Fragmento del texto:
====
El mecanismo más usual
que opera en los contextos interpersonales es la mediación de la imaginación
como producción de distancia y dominación epistémica o, en la dirección
contraria, de resistencia. Tanto Miranda Fricker (Injusticia epistémica)
como José Medina (Epistemologías de la resistencia) lo consideran el
mecanismo fundamental por el que se instituye la violencia y discriminación cotidianas.
Aunque la imaginación es una de las facultades esenciales de la mente humana –permite
la trascendencia del sí mismo y la apertura al mundo y a los otros– no es una
potencia formal que se dé en el vacío. Por el contrario, la imaginación está reciamente
estructurada en imaginarios sociales que la enmarcan y guían, por lo que es
necesario detenerse en este concepto nacido de varias fuentes filosóficas,
sociológicas y psicológicas para entender cómo pueden producirse sus efectos
dañinos.
====
Qué se pide:
- A) Resume en dos oraciones el fragmento sobre la imaginación.
- B) Transcribe sin cambios el pasaje del fragmento sobre la imaginación que empieza con "como José Medina" y llega hasta "y discriminación cotidianas.".
- C) Prosigue el fragmento sobre la imaginación a partir de su última oración.
El material que aparece a continuación no hace falta para resolver nada de lo que aquí se pide.
====
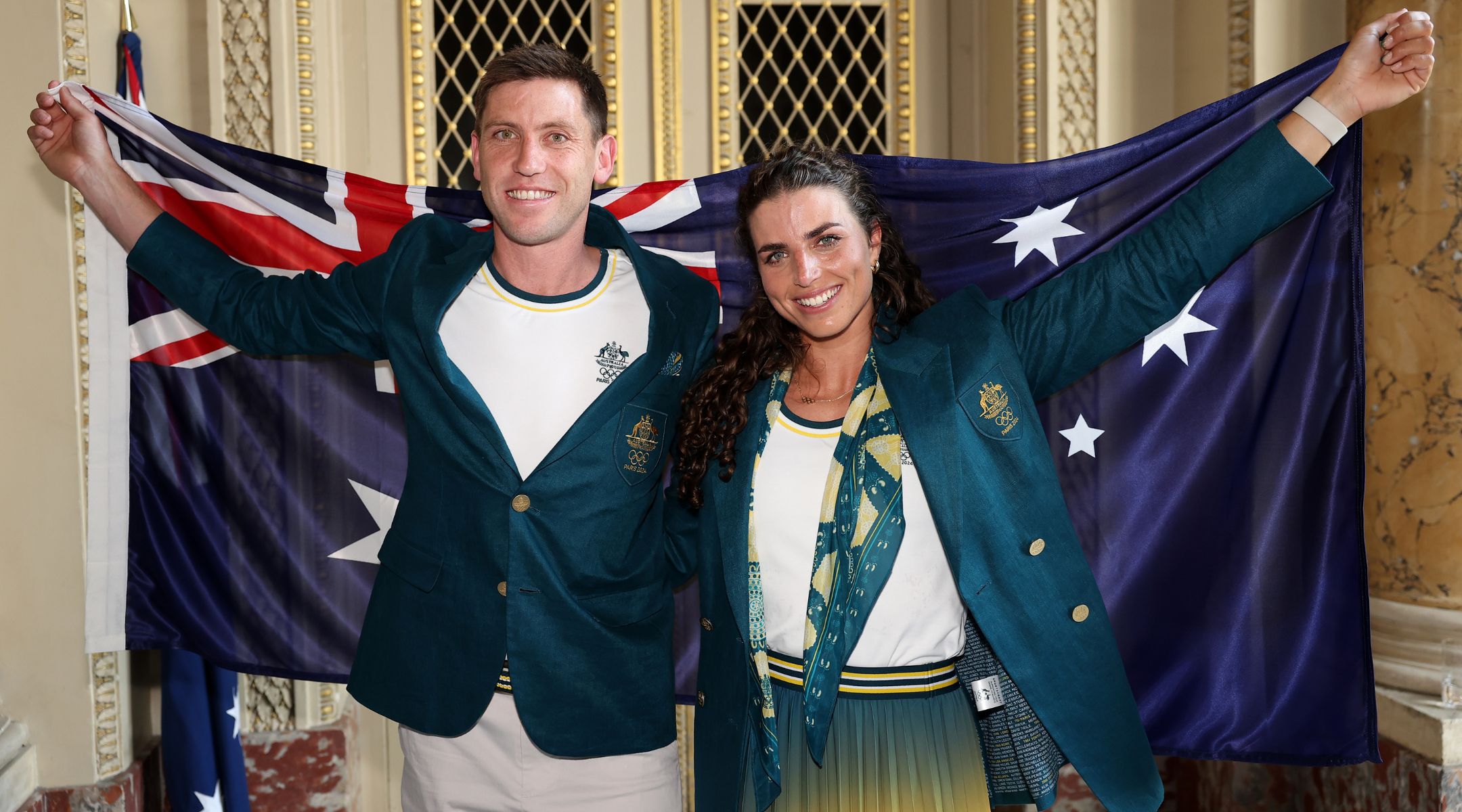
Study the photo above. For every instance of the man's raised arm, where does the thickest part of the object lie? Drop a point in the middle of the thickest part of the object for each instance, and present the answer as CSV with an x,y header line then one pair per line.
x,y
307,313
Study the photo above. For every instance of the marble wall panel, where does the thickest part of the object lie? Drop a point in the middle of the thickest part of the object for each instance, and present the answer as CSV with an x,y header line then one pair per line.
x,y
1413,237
====
Respuestas por tarea:
- A) Según el fragmento, Miranda Fricker y José Medina consideran que la mediación de la imaginación, que en los contextos interpersonales produce distancia y dominación epistémica o, en sentido contrario, resistencia, es el mecanismo fundamental por el que se instituyen la violencia y la discriminación cotidianas. Aunque la imaginación es una facultad esencial de la mente humana, no se da en el vacío, sino que está estructurada por imaginarios sociales, un concepto que es necesario examinar para entender cómo se producen sus efectos dañinos.

- B)
como José Medina (Epistemologías de la resistencia) lo consideran el
mecanismo fundamental por el que se instituye la violencia y discriminación cotidianas.

- C)
Los imaginarios son
estructuras básicas de la dimensión cultural de la sociedad. Son los modos en
que se da sentido al lugar propio, personal y colectivo, en la sociedad. Tienen
una dimensión compleja teórico-práctica y cognitivo-afectiva y trascienden a
las ideologías, entendidas éstas como sistemas más o menos coherentes de acción
e interpretación. Los imaginarios son, en este sentido, estructuras complejas en
las que se producen los antagonismos ideológicos. El término “imaginario”
comenzó a ser usado por Sartre (1940) para significar las producciones de la
imaginación. Es el resultado de la espontaneidad agente y constituye un espacio
que puede ser ficticio, como cuando se ve una cara en las nubes o el futuro en
los posos de café. Por la misma época, Lacan (1949) considera el imaginario
como constituyente de la fase espejo en el desarrollo del niño, es el modo en
que construye su identidad corporal como un sistema orgánico separado. Más
tarde, Lacan lo incorporará como una de las tres instancias básicas: lo real,
lo simbólico y lo imaginario, desbordando el marco totalizador que tuvo en sus
comienzos. Este doble aspecto de algo constituido (Sartre) y algo constituyente
(Lacan) se mantendrá en los futuros usos del término, aunque poco a poco
adquiera una dimensión explicativa más amplia que la del desenvolvimiento de la
conciencia personal.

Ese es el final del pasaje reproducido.